DESCRIPTION OF THE TASK: Output the entire listing without altering anything.

DATA FOR THE TASK:
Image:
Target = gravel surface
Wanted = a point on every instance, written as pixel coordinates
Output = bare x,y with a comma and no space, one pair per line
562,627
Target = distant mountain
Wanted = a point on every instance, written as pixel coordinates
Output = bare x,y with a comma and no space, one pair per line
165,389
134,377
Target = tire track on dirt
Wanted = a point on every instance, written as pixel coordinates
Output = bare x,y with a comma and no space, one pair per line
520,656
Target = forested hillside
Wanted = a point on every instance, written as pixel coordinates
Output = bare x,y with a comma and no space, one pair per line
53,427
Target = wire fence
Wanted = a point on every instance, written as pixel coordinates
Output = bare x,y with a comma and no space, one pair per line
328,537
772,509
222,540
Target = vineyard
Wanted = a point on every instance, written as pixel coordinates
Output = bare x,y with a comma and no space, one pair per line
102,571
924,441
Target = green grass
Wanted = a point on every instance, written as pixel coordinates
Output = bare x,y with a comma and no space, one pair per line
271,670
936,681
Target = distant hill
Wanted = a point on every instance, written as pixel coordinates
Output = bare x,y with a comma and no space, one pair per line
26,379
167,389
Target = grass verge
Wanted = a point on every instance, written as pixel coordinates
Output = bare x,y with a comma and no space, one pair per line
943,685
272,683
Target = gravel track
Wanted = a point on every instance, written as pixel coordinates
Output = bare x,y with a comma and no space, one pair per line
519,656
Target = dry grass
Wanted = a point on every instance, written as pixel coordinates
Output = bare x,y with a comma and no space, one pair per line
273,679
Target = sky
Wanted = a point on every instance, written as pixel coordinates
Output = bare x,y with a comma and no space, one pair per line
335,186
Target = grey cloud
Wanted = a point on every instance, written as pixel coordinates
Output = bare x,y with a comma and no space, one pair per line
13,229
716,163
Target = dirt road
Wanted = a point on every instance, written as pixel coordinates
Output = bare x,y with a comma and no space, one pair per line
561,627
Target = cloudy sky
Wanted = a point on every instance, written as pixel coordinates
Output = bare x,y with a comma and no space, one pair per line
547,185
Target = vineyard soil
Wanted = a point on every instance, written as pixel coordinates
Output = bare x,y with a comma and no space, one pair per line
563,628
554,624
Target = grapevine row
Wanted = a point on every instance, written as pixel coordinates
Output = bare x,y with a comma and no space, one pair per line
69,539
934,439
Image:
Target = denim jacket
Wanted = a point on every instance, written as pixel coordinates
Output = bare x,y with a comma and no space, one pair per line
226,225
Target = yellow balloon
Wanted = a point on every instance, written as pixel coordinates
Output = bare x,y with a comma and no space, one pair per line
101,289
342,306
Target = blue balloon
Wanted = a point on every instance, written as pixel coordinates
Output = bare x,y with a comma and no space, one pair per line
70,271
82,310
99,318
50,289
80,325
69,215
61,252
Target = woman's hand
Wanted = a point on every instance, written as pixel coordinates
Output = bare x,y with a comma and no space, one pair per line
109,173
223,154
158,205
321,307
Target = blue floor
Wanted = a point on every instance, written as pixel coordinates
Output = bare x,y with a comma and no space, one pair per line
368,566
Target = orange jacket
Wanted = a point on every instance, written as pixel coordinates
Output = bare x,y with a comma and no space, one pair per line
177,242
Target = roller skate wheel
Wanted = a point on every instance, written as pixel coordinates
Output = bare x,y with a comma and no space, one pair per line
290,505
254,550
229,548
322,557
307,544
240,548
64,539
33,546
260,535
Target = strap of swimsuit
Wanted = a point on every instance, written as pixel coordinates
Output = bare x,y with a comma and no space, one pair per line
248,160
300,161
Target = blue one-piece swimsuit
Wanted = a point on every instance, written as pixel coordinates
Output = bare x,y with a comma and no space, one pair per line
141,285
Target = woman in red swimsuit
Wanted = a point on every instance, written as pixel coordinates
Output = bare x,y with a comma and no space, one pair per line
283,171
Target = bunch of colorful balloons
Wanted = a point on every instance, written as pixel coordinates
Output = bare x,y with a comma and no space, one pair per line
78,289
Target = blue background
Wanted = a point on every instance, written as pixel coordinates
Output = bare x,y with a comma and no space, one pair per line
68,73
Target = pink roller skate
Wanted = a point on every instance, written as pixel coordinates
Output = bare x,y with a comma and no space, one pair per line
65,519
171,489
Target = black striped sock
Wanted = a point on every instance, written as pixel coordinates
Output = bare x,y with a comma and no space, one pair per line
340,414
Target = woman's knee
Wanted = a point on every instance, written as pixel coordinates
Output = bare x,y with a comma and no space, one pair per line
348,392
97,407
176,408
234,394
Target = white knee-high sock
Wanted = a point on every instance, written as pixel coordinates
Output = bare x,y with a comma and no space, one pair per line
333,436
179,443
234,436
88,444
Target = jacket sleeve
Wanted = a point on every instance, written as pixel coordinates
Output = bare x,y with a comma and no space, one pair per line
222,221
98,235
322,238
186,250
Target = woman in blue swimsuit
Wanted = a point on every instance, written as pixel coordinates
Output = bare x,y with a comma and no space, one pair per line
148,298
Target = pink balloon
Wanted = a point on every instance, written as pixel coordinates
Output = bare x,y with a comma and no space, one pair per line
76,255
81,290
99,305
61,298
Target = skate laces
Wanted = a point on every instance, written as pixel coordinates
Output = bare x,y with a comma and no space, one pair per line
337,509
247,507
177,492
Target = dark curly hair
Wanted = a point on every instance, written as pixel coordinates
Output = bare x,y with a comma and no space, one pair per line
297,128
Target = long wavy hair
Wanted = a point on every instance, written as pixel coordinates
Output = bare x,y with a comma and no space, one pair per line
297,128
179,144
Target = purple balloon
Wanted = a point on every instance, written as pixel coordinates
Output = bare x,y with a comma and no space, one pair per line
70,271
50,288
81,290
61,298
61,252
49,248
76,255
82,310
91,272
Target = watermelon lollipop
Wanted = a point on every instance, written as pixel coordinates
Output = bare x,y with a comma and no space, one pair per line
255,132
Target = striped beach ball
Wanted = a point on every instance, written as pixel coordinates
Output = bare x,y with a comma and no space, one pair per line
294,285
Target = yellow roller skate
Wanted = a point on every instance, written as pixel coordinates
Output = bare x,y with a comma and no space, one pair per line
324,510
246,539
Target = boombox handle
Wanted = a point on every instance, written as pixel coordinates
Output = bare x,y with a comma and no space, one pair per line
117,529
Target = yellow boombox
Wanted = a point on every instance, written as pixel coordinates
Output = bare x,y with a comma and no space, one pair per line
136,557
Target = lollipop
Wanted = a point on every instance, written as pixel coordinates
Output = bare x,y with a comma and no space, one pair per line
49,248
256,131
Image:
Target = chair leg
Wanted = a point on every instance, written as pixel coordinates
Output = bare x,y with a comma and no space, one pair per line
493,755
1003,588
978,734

RESPONSE:
Image:
Target = gravel surface
Wanted = a point on every instance, written as pixel coordinates
Output = bare x,y with a comma and no space, one pair per line
562,627
Target = distant mountain
Wanted = a point on every instance, written as pixel coordinates
Output = bare x,y with a comma and no space, one pair per line
165,389
134,377
Target = tire track on dirt
Wanted = a point on every instance, written as pixel coordinates
Output = bare x,y with a comma and no space, one pair per line
520,656
Target = forested hillside
Wanted = a point on every instance, written as pixel coordinates
Output = bare x,y with a comma and no space, one pair per line
53,427
Target = wire fence
Wanted = a point on every instance, written as pixel coordinates
Output = bare x,y with a comma and no space, one pair per line
328,537
772,509
222,540
Target = vineyard
Wanted = a point on every instance, written as pixel coordinates
Output = bare x,y with a comma and no space, one pair per line
102,571
924,441
Target = green grass
Wanted = a point on every instance, written as pixel coordinates
Output = bare x,y with a comma and no space, one pair per line
271,670
936,681
Target = distant hill
Wanted = a point on every instance, written as pixel coordinates
Output = bare x,y with a comma and no space, one pair per line
26,379
167,389
Target = grass verge
Wanted = a point on every instance, written as pixel coordinates
Output = bare x,y with a comma and no space, one pair per line
943,685
272,683
Target = gravel track
Wanted = a point on every instance, written as pixel coordinates
Output = bare x,y with a comma and no space, one pair per line
519,656
Target = dry grass
Wanted = a point on every instance, written as pixel coordinates
Output = bare x,y with a comma and no space, one pair per line
273,679
Target = sky
Wanted = a point on every instance, written as pixel coordinates
Output = bare x,y with a comma and no space, one pair per line
335,186
Target = grey cloud
Wanted = a point on every instance, written as pixel coordinates
Output = bare x,y with a comma and no space, one pair per line
13,229
716,163
Target = dirt road
Wanted = a point on every instance, written as pixel coordinates
Output = bare x,y with a comma and no space, one pair per line
561,627
Target = cloudy sky
Wanted = a point on every instance, written as pixel coordinates
Output = bare x,y with a comma and no space, one pair per line
547,185
Target = vineyard soil
Wanted = a point on every instance, written as pixel coordinates
Output = bare x,y with a comma and no space, one pair per line
563,628
554,624
Target = grapevine row
Wanted = a point on every instance, written as pixel coordinates
Output = bare x,y with a comma and no space, one pair per line
69,539
934,439
Image:
Target = denim jacket
Wanted = a point on every instance, written as pixel coordinates
Output = bare x,y with a comma and no space, one pair per line
226,225
Target = yellow balloon
Wanted = a point on every instance, written as pixel coordinates
Output = bare x,y with a comma and no space, one pair per line
101,289
342,306
Target = blue balloon
Wanted = a point on every instance, written as pixel coordinates
Output = bare x,y with a comma and no space, one pair per line
70,271
82,310
99,318
50,289
80,325
69,215
61,252
Target = woman's hand
Wanted = a point on every instance, written as pixel coordinates
Output = bare x,y with a comma and no space, one pair per line
109,173
223,154
158,205
321,307
Target = blue floor
Wanted = a point on every instance, written as pixel coordinates
Output = bare x,y with a comma and no space, one pair per line
368,566
Target = orange jacket
Wanted = a point on every instance, written as pixel coordinates
Output = bare x,y with a comma and no space, one pair per line
177,242
Target = roller skate wheel
Wanted = a point on every instance, written as pixel coordinates
Output = bare x,y with a comma and no space, one pair per line
290,505
254,550
229,548
322,557
307,544
240,548
64,539
33,546
260,535
Target = strap of swimsuit
Wanted = a point on every instance, written as pixel coordinates
Output = bare x,y with a comma and no space, one pair per line
248,160
300,161
Target = blue one-piece swimsuit
Wanted = a point on every instance, written as pixel coordinates
Output = bare x,y with a comma and no space, one pair per line
141,285
Target = woman in red swimsuit
Wanted = a point on every instance, written as pixel coordinates
Output = bare x,y with a comma and no space, one pair per line
283,171
Target = bunch of colorful balloons
Wanted = a point on every instance, written as pixel coordinates
Output = bare x,y with a comma and no space, one pair per line
78,289
Target = blue background
Wanted = a point on every instance, written as pixel coordinates
Output = bare x,y with a comma and no space, one pair per line
68,73
Target = pink roller skate
Wanted = a point on every instance, written as pixel coordinates
Output = bare x,y with a comma and no space, one pair per line
65,519
171,489
Target = black striped sock
Wanted = a point on every instance, written as pixel coordinates
Output = bare x,y with a comma and no space, one pair per line
340,414
Target = woman's knee
Wanted = a point on every instance, written as pixel coordinates
Output = bare x,y with a comma and no space, one pair per line
348,392
97,407
176,408
234,394
Target = white knee-high sock
Wanted = a point on every instance, written as pixel coordinates
Output = bare x,y with a comma and no space, one pair per line
333,436
179,443
234,436
88,444
Target = jacket sleeve
Wanted = a point on every instance, written as pixel coordinates
Output = bare x,y with a comma and no space, one pair per line
222,221
98,235
322,238
186,250
Target = woman in blue swimsuit
Wanted = a point on every instance, written as pixel coordinates
Output = bare x,y with a comma and no space, one pair per line
148,298
Target = pink balloon
Wanted = a point on every instance, written as pixel coordinates
Output = bare x,y with a comma and no space, one pair per line
76,255
81,290
99,305
61,298
Target = skate laces
Wanted = a point on every instance, written as pixel coordinates
Output = bare x,y with a comma and no space, one pair per line
337,509
247,507
177,492
Target = dark curly hair
Wanted = a point on every instance, written as pixel coordinates
Output = bare x,y with a comma and no space, one pair per line
297,128
Target = long wavy hair
Wanted = a point on every instance, written as pixel coordinates
Output = bare x,y with a comma and no space, one pair per line
297,128
179,144
Target = purple balloon
Wanted = a point on every instance, written as pixel coordinates
Output = bare x,y with a comma and no space, one pair per line
70,271
50,288
81,290
61,298
61,252
49,248
76,255
82,310
91,272
Target = watermelon lollipop
Wanted = a point on every instance, written as pixel coordinates
Output = bare x,y with a comma and no space, one pair per line
255,132
Target = striped beach ball
Wanted = a point on every instance, written as pixel coordinates
Output = bare x,y with a comma and no space, one pair per line
294,285
Target = yellow roller skate
Wanted = a point on every instance, written as pixel coordinates
Output = bare x,y with a comma and no space, one pair per line
324,510
246,539
Target = boombox handle
Wanted = a point on every instance, written as pixel coordinates
Output = bare x,y with a comma and no space, one pair per line
117,529
Target = yellow boombox
Wanted = a point on every instance, written as pixel coordinates
Output = bare x,y with a comma and no space, one pair per line
136,557
Target = lollipop
Wanted = a point on every instance, written as pixel coordinates
Output = bare x,y with a comma and no space, one pair per line
49,248
256,131
Image:
Target = chair leg
Wanted = a point on every instance, written as pixel coordinates
Output = bare x,y with a comma and no space, one pair per line
493,755
1003,588
978,734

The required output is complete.